- REQUIRED ACTION A -
Answer these questions from the biographies, one line each, marked (i), (ii) and (iii):
(i) In which practice group does Justin Bryant work at Orrick, Herrington, and Sutcliffe?
(ii) At which university was he a Schwarzman Scholar?
(iii) How many years did Natalie Mauney spend on Workday's government affairs team?
- REQUIRED ACTION B -
In the biographies, rewrite the paragraph beginning "As Program Manager, Privacy at Workday" as a bulleted list that keeps its main facts.
- REQUIRED ACTION C -
Copy word for word the stretch of the biographies from "As Program Manager, Privacy" through "Public Policy Studies.".

---- GIVEN PASSAGE

Justin Bryant
Justin Bryant is an Associate Attorney at Orrick, Herrington, and Sutcliffe in the Cyber, Privacy & Data Innovation practice group. He focuses on the intersection of law, policy, and technology in a global context.
He has worked at Microsoft in Beijing and San Francisco on projects concerning cybersecurity, government relations, and civic uses of technology. He has partnered with organizations in Johannesburg and Washington, D.C. to build digital tools that facilitate access to data
protection and international economic laws. He has also worked at a Vault 50 law firm, the World Economic Forum Center for the 4th Industrial Revolution, the ACLU Speech, Privacy, and Technology Project, and on the Senate Judiciary Committee. He currently serves as Operations Lead and Treasurer on the board of People-Centered Internet, a nonprofit working to ensure that the Internet serves to improve the lives and well-being of people around the world.
Justin holds a B.A. in Public Policy from Duke University, an MSc in Global Affairs from Tsinghua University—where he was a Schwarzman Scholar, an LL.M in European and International Business Law from the University of Vienna, a J.D. from Stanford Law School. He was selected as a Salzburg-Cutler Fellow in International Law and Public Service for his research on digital rights and data protection in Africa and is a Certified Information Privacy Professional- Europe (CIPP-E).
Natalie Mauney, Program Manager, Privacy, Workday, Inc.
As Program Manager, Privacy at Workday, Natalie implements privacy in customer deals, marketing, and product development. Previously, she spent four years on Workday’s government affairs team, where she lobbied tech policy issues at the state, federal, and international levels. After cultivating relationships with key US House and Senate offices, she secured inclusion of Workday-supported language directing a federal agency to develop an ethical artificial intelligence framework in The William M. Thornberry National Defense Authorization Act, signed into law in 2021. Natalie graduated from Duke University with a BA in Public Policy Studies.

--------
---- SUPPLIED INFORMATION

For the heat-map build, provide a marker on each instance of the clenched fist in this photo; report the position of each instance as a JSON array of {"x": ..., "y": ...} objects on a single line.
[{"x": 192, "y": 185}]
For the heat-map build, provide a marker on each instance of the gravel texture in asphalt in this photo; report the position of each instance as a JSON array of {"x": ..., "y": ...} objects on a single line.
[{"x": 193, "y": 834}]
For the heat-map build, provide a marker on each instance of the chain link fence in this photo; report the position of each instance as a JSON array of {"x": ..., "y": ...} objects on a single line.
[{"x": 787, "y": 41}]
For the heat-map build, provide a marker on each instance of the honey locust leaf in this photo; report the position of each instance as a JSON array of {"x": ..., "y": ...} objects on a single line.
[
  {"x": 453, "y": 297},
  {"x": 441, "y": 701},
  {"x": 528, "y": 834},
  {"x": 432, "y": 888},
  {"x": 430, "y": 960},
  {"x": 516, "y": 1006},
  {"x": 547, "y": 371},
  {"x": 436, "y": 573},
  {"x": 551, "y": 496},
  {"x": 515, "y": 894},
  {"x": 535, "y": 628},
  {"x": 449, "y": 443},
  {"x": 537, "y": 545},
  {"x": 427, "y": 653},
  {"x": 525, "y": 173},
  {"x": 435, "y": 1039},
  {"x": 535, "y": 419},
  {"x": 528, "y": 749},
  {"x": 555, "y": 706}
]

--------

- WRITTEN ANSWER A -
(i) Cyber, Privacy & Data Innovation
(ii) Tsinghua University
(iii) Four years

- WRITTEN ANSWER B -
- As Program Manager, Privacy at Workday, Natalie implements privacy in customer deals, marketing, and product development.
- She previously spent four years on Workday's government affairs team, lobbying on tech policy issues at the state, federal, and international levels.
- After cultivating relationships with key US House and Senate offices, she secured inclusion of Workday-supported language in The William M. Thornberry National Defense Authorization Act, signed into law in 2021. That language directs a federal agency to develop an ethical artificial intelligence framework.
- She holds a BA in Public Policy Studies from Duke University.

- WRITTEN ANSWER C -
As Program Manager, Privacy at Workday, Natalie implements privacy in customer deals, marketing, and product development. Previously, she spent four years on Workday’s government affairs team, where she lobbied tech policy issues at the state, federal, and international levels. After cultivating relationships with key US House and Senate offices, she secured inclusion of Workday-supported language directing a federal agency to develop an ethical artificial intelligence framework in The William M. Thornberry National Defense Authorization Act, signed into law in 2021. Natalie graduated from Duke University with a BA in Public Policy Studies.